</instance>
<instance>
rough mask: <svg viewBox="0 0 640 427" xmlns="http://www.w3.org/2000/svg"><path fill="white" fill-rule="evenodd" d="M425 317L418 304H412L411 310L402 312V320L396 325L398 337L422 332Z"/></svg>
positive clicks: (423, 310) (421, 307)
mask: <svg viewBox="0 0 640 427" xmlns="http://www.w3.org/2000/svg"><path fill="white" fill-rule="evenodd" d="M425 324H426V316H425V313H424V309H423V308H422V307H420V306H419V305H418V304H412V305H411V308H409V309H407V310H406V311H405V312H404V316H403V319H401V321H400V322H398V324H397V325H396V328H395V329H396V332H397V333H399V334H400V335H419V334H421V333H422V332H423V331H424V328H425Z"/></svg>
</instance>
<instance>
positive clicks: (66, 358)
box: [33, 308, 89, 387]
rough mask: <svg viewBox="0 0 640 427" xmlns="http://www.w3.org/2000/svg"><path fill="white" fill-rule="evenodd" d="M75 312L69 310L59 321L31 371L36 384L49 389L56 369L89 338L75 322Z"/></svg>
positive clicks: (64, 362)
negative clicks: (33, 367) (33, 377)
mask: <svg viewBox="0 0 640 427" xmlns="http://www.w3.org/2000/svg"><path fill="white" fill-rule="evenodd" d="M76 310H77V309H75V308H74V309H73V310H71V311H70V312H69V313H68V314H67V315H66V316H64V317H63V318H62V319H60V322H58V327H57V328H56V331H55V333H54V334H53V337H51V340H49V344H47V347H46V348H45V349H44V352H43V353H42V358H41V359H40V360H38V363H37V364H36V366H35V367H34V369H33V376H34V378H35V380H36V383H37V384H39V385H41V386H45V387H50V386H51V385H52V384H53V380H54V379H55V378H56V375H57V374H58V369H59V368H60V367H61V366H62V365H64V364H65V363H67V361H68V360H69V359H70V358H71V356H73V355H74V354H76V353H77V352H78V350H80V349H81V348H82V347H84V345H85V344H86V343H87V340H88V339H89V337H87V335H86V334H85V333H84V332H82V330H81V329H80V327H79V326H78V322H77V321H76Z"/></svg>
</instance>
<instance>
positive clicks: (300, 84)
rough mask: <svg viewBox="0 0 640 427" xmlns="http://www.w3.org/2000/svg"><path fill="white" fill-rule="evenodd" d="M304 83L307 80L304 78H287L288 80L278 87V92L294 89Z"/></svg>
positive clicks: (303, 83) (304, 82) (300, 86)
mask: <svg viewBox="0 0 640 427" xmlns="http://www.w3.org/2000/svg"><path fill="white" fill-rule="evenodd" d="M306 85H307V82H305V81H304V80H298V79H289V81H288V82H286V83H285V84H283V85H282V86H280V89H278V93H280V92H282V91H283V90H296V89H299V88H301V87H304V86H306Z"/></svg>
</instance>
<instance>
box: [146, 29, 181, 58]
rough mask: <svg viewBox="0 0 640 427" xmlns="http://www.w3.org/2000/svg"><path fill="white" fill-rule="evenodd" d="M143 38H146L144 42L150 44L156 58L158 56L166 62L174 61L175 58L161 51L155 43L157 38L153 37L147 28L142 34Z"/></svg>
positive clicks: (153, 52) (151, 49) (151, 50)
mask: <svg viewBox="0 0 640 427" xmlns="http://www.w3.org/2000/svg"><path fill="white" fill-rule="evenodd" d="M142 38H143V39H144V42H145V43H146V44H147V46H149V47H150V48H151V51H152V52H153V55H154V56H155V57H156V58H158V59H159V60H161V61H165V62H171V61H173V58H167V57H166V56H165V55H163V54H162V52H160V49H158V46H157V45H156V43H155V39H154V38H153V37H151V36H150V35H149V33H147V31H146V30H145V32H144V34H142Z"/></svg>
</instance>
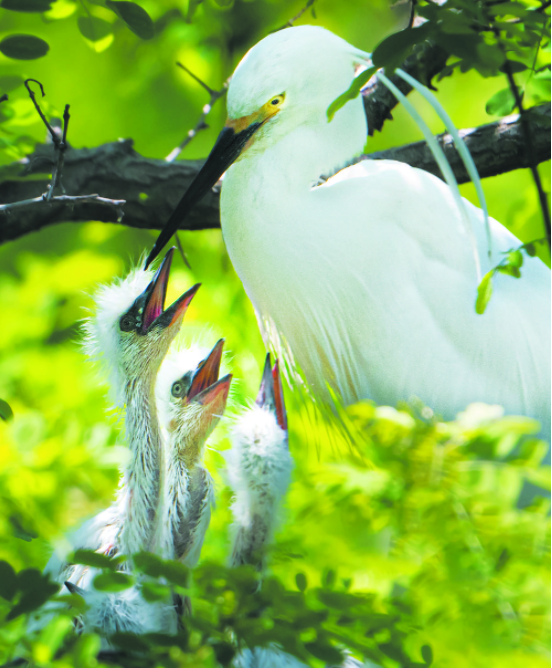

──────

#### To do
Leave the pictures out, and transcribe each of the records exactly.

#### Task result
</instance>
<instance>
rough mask: <svg viewBox="0 0 640 427" xmlns="http://www.w3.org/2000/svg"><path fill="white" fill-rule="evenodd" d="M425 317L418 304H412L411 310L402 312V320L396 325L398 337L422 332Z"/></svg>
positive clicks: (423, 310) (421, 307)
mask: <svg viewBox="0 0 640 427" xmlns="http://www.w3.org/2000/svg"><path fill="white" fill-rule="evenodd" d="M425 324H426V316H425V313H424V309H423V308H422V307H420V306H419V305H418V304H412V305H411V308H409V309H407V310H406V311H405V312H404V316H403V319H401V321H400V322H398V324H397V325H396V328H395V329H396V332H397V333H399V334H400V335H419V334H421V333H422V332H423V331H424V328H425Z"/></svg>
</instance>
<instance>
positive clicks: (66, 358)
box: [33, 308, 89, 387]
rough mask: <svg viewBox="0 0 640 427" xmlns="http://www.w3.org/2000/svg"><path fill="white" fill-rule="evenodd" d="M75 312L69 310L59 321L31 371L36 384L49 389L56 369L89 338L75 322Z"/></svg>
positive clicks: (64, 362)
negative clicks: (33, 367) (33, 377)
mask: <svg viewBox="0 0 640 427" xmlns="http://www.w3.org/2000/svg"><path fill="white" fill-rule="evenodd" d="M76 310H77V309H75V308H74V309H73V310H71V311H70V312H69V313H68V314H67V315H66V316H64V317H63V318H62V319H60V322H58V327H57V328H56V331H55V333H54V334H53V337H51V340H49V344H47V347H46V348H45V349H44V352H43V353H42V358H41V359H40V360H38V363H37V364H36V366H35V367H34V369H33V376H34V378H35V380H36V383H37V384H39V385H41V386H45V387H50V386H51V385H52V384H53V380H54V379H55V378H56V375H57V374H58V369H59V368H60V367H61V366H62V365H64V364H65V363H67V361H68V360H69V359H70V358H71V356H73V355H74V354H76V353H77V352H78V350H80V349H81V348H82V347H84V345H85V344H86V343H87V340H88V339H89V337H87V335H86V334H85V333H84V332H82V330H81V329H80V327H79V326H78V322H77V321H76Z"/></svg>
</instance>
<instance>
positive clicks: (300, 84)
rough mask: <svg viewBox="0 0 640 427" xmlns="http://www.w3.org/2000/svg"><path fill="white" fill-rule="evenodd" d="M304 83L307 80L304 78H287L288 80L278 87V92L294 89Z"/></svg>
positive clicks: (303, 83) (304, 82) (300, 86)
mask: <svg viewBox="0 0 640 427" xmlns="http://www.w3.org/2000/svg"><path fill="white" fill-rule="evenodd" d="M306 85H307V82H305V81H304V80H298V79H289V81H288V82H286V83H285V84H283V85H282V86H280V89H278V93H280V92H282V91H283V90H296V89H299V88H301V87H304V86H306Z"/></svg>
</instance>
<instance>
box: [146, 29, 181, 58]
rough mask: <svg viewBox="0 0 640 427" xmlns="http://www.w3.org/2000/svg"><path fill="white" fill-rule="evenodd" d="M143 38H146L144 42L150 44L156 58L158 56L166 62L174 61L175 58L161 51L155 43L157 38L153 37L147 28L142 34Z"/></svg>
positive clicks: (153, 52) (151, 49) (151, 50)
mask: <svg viewBox="0 0 640 427" xmlns="http://www.w3.org/2000/svg"><path fill="white" fill-rule="evenodd" d="M142 38H143V39H144V42H145V43H146V44H147V46H149V47H150V48H151V51H152V52H153V55H154V56H155V57H156V58H158V59H159V60H161V61H165V62H171V61H173V58H167V57H166V56H165V55H163V54H162V52H160V49H158V46H157V45H156V43H155V39H154V38H153V37H151V36H150V35H149V33H147V31H146V30H145V32H144V34H142Z"/></svg>
</instance>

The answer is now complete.